## What you will do
1. Reproduce the stretch of the worked graphing solution from "Thus, line QB" through "system of equations.".
2. In one to three sentences, explain why the worked graphing solution takes x = 5, y = 0 as the solution of the system of equations.
3. According to the worked graphing solution, what are the vertices of triangle PBA, formed by the two lines and the y-axis?

## Passage
↓
Question 5: On a graph paper, draw a horizontal line X’OX and a vertical line YoY’ as the x-axis and the y-axis respectively.

4x – 5y – 20 = 0 and 3x + 5y – 15 = 0

Solution:

Given equations are 4x – 5y – 20 = 0 and 3x + 5y – 15 = 0

Graph of 4x – 5y – 20 = 0:

4x – 5y – 20 = 0 \( \Rightarrow y = \frac{4x – 20}{5} \)

Putting x = 0, we get y = -4

Putting x = 5, we get y = 0

Putting x = 10, we get y = 4

Hence, the table is:

x 0 5 10
y -4 0 4

Plot the points A(0, -4), B(5, 0) and C(10, 4) on the graph paper. Join AB and BC to get the graph line AC. Extend it both ways.

Thus, line AC is the graph of 4x – 5y – 20 = 0.

Graph of 3x + 5y – 15 = 0:

3x + 5y – 15 = 0 \( \Rightarrow y = \frac{-3x + 15}{5} \)

Putting x = 5, we get y = 0

Putting x = 0, we get y = 3

Putting x = -5, we get y = 6

Hence, the table is:

x 5 0 -5
y 0 3 6

Now, on the same graph paper as above plot the points P(0, 3) and Q(-5, 6). The point B(5, 0) has already been plotted. Join PQ and PB to get the line QB.

https://lh4.googleusercontent.com/cX1guxswgqyV35OnynQbmfhmX5L93PwSPAbsJsKU4i4ns1kn3vWuRGCeSro-ur5kjLoRCJTm13FkvsD6s3I4glgnKsqeP28m_3bwd60tzpxAR3ozFIQZN1JVv-bk-FO-Jb4niFUu

Thus, line QB is the graph of 3x + 5y – 15 = 0. The two graph lines intersect at B(5, 0).

Hence, x = 5, y = 0 is the solution of the given system of equations.

Clearly, the vertices of \( \Delta PBA \) formed by these lines and the y-axis are A(0, -4), B(5, 0) and P(0, 3).

Question 6: On a graph paper, draw a horizontal line X’OX and a vertical line YoY’ as the x-axis and the y-axis respectively.
↑
## Data section
↓
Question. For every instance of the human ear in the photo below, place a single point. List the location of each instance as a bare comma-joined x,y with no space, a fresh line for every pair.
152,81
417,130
↑
## Solutions by task
1.
Thus, line QB is the graph of 3x + 5y – 15 = 0. The two graph lines intersect at B(5, 0).

Hence, x = 5, y = 0 is the solution of the given system of equations.

2. The graph line of 4x – 5y – 20 = 0 (line AC) and the graph line of 3x + 5y – 15 = 0 (line QB) intersect at the point B(5, 0). That common point gives x = 5, y = 0 as the solution of the system.

3. A(0, -4), B(5, 0) and P(0, 3).